**EXERCÍCIO PROPOSTO A:** No texto sobre a religião baha'i, a que frase se pode resumir a mensagem de Bahá'u'lláh?

Marco a tua resposta leva-me a colocar-te uma questão sobre a qual eu me tenho interrogado ultimamente:
Tu próprio dizes que tens dificuladades em te rever nos ensinamentos bahais quanto a algumas questões...eu revejo-me em muitas coisas dos ensinamentos bahais. A questão que eu agora te coloco é: o quê que é essencial para alguém se considerar bahai e o quê que é susceptivel de ser entendido de forma diversa por cada um sem que isso ponha em causa a sua identidade bahai?

Marco Oliveira disse...

A identificação com uma religião e a adesão a uma comunidade religiosa implicam uma aceitação de vários princípios, leis e ensinamentos. Mas nesse processo deve haver bom senso.

Na religião baha’i existem princípios básicos que um crente deve aceitar e tentar vivê-los no seu dia a dia. Entre esses princípios poderia referir o abandono de todas as formas de preconceito, a igualdade de oportunidade entre homens e mulheres, o reconhecimento da unidade e relatividade da verdade religiosa, e a eliminação dos extremos de pobreza e de riqueza.

Também existem ensinamentos que um baha’i não pode negar: Deus existe, revela-se progressivamente à humanidade, os Seus Mensageiros (e respectivos ensinamentos) são o melhor meio para conhecermos o Criador. Como eu costumo dizer a mensagem de Bahá’u’lláh pode resumir-se à frase "a terra é um só país e a humanidade os seus cidadãos"; este é outro ensinamento que não podemos negar.

Como escrevi, em relação a tudo isto deve haver bom senso para perceber o que é essencial e o que é acessório. Por exemplo, para mim, os princípios e ensinamentos que enunciei nos parágrafos anteriores são essenciais e inquestionáveis. Mas por exemplo, a posição baha’i relativamente ao nascimento de Cristo (que é semelhante à da Igreja Católica) para mim é difícil de compreender. Mas esse não é um ensinamento essencial da religião baha’i; não é algo que me impeça de me identificar como baha'i, ou que se transforme num obstáculo entre mim e a Fé.

**EXERCÍCIO PROPOSTO B:** Quais linhas da listagem abaixo contêm a palavra "dark"? Copie cada uma delas.

**INFORMAÇÃO FORNECIDA:**
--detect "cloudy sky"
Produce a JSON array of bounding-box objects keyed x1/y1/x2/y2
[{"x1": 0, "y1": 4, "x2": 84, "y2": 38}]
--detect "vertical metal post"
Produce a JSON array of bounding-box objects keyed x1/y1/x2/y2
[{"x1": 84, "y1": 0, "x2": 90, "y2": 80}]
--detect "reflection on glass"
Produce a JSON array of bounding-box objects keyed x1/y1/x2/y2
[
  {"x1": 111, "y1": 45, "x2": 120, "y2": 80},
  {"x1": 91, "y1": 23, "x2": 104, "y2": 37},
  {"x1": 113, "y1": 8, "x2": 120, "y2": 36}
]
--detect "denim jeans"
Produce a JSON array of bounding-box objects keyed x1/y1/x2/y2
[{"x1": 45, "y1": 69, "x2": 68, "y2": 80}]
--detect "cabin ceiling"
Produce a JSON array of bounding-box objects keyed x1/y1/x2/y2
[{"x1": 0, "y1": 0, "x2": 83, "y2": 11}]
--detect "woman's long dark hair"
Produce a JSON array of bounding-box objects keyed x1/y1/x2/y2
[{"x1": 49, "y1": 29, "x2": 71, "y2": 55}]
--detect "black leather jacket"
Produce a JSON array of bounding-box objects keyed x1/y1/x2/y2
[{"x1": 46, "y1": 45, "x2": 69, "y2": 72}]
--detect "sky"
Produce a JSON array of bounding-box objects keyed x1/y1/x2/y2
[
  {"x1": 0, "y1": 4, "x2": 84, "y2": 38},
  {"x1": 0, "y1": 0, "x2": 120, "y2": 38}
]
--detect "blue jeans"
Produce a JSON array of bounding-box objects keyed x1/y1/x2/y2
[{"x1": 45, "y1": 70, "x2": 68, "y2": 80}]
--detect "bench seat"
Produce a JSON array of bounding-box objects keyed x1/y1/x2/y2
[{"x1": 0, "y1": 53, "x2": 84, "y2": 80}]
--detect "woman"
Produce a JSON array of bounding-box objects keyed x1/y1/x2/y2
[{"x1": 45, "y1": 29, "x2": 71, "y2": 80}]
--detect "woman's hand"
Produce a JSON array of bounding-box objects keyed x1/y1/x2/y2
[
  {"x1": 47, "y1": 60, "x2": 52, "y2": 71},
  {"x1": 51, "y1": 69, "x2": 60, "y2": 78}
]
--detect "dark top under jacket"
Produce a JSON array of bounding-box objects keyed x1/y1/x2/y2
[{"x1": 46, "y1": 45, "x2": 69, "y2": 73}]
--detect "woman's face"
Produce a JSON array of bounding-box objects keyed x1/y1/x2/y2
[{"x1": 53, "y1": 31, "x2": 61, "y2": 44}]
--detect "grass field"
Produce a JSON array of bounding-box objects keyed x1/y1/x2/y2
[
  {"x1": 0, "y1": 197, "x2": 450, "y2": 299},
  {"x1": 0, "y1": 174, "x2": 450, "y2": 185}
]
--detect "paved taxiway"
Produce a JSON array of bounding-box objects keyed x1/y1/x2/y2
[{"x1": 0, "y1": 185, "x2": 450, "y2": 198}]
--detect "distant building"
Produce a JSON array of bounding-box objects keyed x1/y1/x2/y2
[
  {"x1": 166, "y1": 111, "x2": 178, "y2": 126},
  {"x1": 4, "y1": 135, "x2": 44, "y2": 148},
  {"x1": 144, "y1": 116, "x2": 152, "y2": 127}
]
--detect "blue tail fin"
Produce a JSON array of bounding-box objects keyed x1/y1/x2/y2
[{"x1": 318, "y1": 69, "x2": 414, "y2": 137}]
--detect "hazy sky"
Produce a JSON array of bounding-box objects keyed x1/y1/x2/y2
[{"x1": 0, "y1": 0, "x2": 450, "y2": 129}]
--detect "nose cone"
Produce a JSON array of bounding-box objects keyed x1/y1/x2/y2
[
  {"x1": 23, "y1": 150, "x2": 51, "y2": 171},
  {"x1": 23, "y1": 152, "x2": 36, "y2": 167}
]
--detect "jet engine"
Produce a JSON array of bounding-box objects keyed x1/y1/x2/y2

**RESPOSTA CORRETA A:** À frase "a terra é um só país e a humanidade os seus cidadãos".

**RESPOSTA CORRETA B:**
--detect "woman's long dark hair"
--detect "dark top under jacket"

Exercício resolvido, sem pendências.